It’s an odd thing, Strength NIA’s “werewolf pop.” Beats and bass give the songs on ‘Ulster Is Dance Master’ shape. Rory Moore chants and howls and sings about fairies and werewolves and the Troubles over a cheap Casio organ’s glitter. Imagine the weird kids at school tried to make a pop record, but couldn’t keep their love for The Mothers of Invention, and their own sheer oddness, from messing with the creative process. That’s what ‘Ulster Is Dance Master’ sounds like: pop music as seen from an askew, eccentric perspective.
Moore wrote these songs about growing up in Derry, where the “fairy folk” existed alongside the IRA and Margaret Thatcher, and the radio played pop songs on one wavelength and ugly, bloody tragedies on the next. It’s a unique perspective to see the world from, this place of mythology, politics, and pop culture, and it’s allowed Strength NIA to make a record that feels like an authentic, accurate look at that place and time. As Moore sings about his parents and “when I was wee,” you can almost see the dodgy wallpaper hanging in your granny’s sitting room behind flashes of the 6 o’clock news, daytime telly, and the Eurovision. Moore was a child when that was the state of the nation, and ‘Ulster Is Dance Master’ catches that naivety in its sharp grooves, shimmering keys, and the music’s honesty.

DATASET RECORDS:
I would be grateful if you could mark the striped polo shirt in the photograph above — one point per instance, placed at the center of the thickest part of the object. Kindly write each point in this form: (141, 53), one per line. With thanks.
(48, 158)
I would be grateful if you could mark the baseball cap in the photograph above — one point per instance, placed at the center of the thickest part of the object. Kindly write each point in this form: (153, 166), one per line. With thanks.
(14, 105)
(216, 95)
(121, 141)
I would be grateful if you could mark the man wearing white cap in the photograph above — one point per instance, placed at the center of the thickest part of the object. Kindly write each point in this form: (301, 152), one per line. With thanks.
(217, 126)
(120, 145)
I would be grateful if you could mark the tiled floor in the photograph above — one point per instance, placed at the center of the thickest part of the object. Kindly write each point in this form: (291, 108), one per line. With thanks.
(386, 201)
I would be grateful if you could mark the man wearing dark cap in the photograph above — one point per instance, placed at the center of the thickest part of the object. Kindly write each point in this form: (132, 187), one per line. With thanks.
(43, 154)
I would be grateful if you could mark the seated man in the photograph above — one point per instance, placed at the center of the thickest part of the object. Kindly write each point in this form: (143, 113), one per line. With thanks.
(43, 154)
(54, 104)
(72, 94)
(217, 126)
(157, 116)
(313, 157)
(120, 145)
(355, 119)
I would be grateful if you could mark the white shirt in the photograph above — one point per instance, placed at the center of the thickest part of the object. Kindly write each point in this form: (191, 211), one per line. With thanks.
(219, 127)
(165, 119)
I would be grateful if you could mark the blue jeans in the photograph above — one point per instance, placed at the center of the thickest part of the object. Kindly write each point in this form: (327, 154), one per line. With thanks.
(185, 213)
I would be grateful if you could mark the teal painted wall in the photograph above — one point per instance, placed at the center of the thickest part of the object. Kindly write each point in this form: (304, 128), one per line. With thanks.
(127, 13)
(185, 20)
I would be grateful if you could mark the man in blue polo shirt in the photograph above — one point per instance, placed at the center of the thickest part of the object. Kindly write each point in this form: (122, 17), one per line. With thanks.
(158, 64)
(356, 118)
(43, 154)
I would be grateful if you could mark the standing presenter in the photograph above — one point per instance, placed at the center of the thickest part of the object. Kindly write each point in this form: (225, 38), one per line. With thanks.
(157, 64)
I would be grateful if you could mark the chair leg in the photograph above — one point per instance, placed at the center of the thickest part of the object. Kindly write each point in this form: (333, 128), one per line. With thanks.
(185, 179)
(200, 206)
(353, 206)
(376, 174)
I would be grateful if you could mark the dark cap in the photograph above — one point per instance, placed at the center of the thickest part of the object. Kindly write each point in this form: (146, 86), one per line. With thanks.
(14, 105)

PROBLEM STATEMENT: Reproduce word for word the stretch of the Strength NIA album text from "Moore wrote these" through "the music’s honesty.".

SOLUTION BELOW:
Moore wrote these songs about growing up in Derry, where the “fairy folk” existed alongside the IRA and Margaret Thatcher, and the radio played pop songs on one wavelength and ugly, bloody tragedies on the next. It’s a unique perspective to see the world from, this place of mythology, politics, and pop culture, and it’s allowed Strength NIA to make a record that feels like an authentic, accurate look at that place and time. As Moore sings about his parents and “when I was wee,” you can almost see the dodgy wallpaper hanging in your granny’s sitting room behind flashes of the 6 o’clock news, daytime telly, and the Eurovision. Moore was a child when that was the state of the nation, and ‘Ulster Is Dance Master’ catches that naivety in its sharp grooves, shimmering keys, and the music’s honesty.